## EXERCISE REQUIREMENTS
Say how many lines in the entries hold the string "instance", giving the number by itself.

+++ DATA UNDER STUDY +++

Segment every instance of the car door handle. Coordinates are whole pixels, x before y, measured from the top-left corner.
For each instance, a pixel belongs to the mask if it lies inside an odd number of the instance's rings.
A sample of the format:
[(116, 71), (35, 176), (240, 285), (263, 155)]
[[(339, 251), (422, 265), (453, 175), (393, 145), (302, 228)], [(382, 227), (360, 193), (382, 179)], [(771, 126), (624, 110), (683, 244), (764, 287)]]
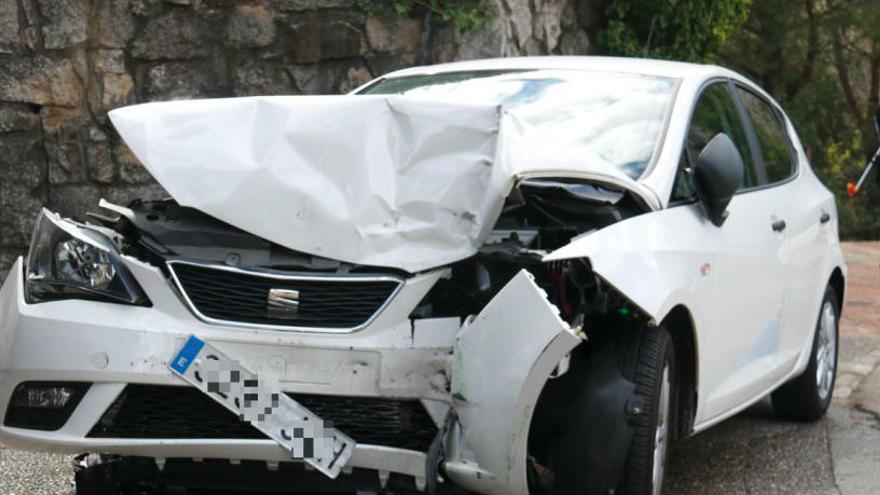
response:
[(822, 215), (819, 217), (819, 223), (828, 223), (831, 220), (831, 214), (827, 211), (823, 211)]
[(782, 232), (783, 230), (785, 230), (785, 220), (777, 220), (770, 224), (770, 226), (773, 227), (774, 231)]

+++

## RESULT OF THIS TASK
2